Aim of the exercise: For the records that follow, please set down exactly the lines between the one holding "Query: man's left hand" and the one holding "Query: white t-shirt", inclusive, and only those.

Source material:
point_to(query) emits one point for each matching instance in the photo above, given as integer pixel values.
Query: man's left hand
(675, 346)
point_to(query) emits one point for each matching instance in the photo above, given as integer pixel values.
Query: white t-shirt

...

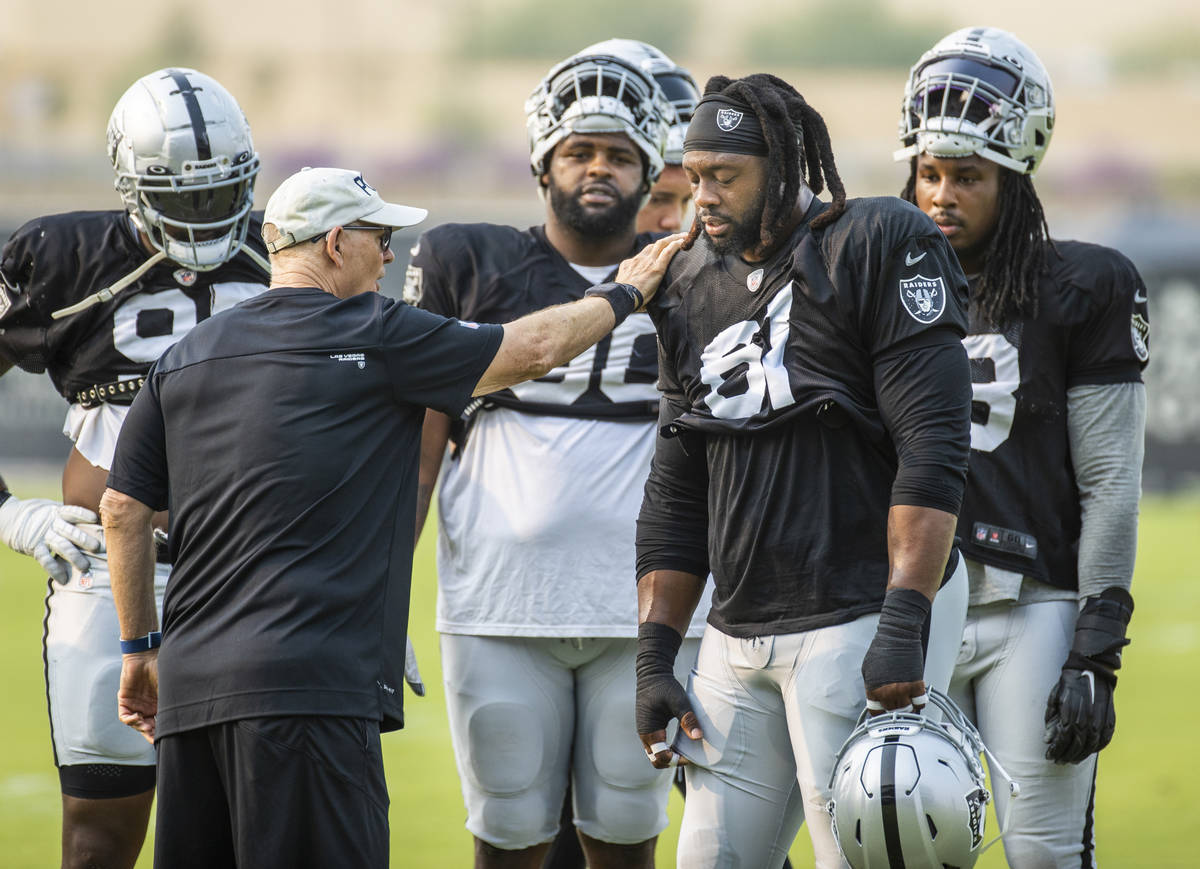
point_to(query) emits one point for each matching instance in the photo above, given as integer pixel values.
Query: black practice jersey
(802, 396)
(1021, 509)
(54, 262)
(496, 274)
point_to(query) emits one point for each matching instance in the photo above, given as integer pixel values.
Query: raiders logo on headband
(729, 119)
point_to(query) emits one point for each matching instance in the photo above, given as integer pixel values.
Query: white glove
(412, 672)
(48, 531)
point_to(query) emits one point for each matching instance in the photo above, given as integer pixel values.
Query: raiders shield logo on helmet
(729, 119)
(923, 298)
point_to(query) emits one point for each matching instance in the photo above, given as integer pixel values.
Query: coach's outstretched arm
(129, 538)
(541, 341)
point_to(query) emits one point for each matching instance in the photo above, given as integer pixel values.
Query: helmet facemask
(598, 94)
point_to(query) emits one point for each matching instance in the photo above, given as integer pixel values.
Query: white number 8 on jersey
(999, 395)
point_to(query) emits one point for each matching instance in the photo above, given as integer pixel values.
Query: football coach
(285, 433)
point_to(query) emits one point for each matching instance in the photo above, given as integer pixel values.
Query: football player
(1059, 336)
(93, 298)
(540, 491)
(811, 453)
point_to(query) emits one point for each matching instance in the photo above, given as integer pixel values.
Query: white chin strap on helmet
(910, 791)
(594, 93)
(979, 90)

Finished task:
Query: man's left hand
(675, 346)
point_to(query) emits one point for each matching instance in the photo above, given as integer pixel values.
Query: white t-shirt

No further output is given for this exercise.